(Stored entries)
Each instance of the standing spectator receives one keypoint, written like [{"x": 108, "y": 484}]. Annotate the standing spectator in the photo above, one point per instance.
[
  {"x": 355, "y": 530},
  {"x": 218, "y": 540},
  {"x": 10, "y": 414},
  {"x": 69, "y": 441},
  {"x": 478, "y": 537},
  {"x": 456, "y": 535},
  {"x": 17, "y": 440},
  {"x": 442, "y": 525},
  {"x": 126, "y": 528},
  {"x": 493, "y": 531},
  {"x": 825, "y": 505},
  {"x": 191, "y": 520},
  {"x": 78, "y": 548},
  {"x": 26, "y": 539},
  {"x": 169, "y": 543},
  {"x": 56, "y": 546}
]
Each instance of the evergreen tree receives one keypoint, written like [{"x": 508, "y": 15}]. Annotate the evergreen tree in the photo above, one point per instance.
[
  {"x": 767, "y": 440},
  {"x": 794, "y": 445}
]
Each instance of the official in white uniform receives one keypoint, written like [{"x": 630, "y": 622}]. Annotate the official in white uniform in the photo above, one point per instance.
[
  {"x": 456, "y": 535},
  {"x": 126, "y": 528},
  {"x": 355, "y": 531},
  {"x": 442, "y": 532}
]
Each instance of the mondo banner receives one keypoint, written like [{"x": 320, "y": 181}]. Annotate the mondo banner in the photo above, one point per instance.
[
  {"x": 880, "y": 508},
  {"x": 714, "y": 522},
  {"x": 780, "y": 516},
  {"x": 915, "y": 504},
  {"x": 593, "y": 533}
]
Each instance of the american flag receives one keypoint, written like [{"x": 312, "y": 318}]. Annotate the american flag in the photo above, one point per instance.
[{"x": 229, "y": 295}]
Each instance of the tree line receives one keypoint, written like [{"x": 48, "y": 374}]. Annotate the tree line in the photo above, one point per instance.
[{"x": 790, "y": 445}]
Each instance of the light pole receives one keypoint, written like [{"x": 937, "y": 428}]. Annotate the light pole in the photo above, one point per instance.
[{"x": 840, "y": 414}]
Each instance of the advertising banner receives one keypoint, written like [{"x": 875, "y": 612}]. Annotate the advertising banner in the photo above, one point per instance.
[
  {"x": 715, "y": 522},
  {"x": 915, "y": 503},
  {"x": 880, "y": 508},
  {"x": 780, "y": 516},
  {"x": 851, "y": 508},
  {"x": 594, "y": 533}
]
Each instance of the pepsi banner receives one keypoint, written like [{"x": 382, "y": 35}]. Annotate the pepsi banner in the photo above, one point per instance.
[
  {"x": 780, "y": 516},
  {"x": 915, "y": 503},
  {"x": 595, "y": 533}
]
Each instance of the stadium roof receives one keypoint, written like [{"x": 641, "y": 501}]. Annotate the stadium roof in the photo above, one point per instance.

:: Direction ::
Exactly and only the lines from the one containing "Each instance of the light" through the end of the material are to be reproduced, both ends included.

:: Result ::
Each instance of the light pole receives one keypoint, written like [{"x": 937, "y": 428}]. Annotate the light pole in the photo above, one point per instance.
[{"x": 840, "y": 414}]
Each instance of the advertising banner receives one keypoint, written like [{"x": 875, "y": 612}]. Annotate the advertising banner in the photo above, one point per instance.
[
  {"x": 715, "y": 522},
  {"x": 915, "y": 503},
  {"x": 880, "y": 508},
  {"x": 780, "y": 516},
  {"x": 851, "y": 508},
  {"x": 594, "y": 533}
]
Each instance of the pepsi banner receives one keypoint, written like [{"x": 382, "y": 35}]. Annotate the pepsi banner in the photo above, one point per instance.
[
  {"x": 780, "y": 516},
  {"x": 915, "y": 503},
  {"x": 595, "y": 533}
]
Each instance of the stadium roof receives one keypoint, written like [{"x": 641, "y": 501}]. Annotate the stadium roof in the photo above, one point per instance.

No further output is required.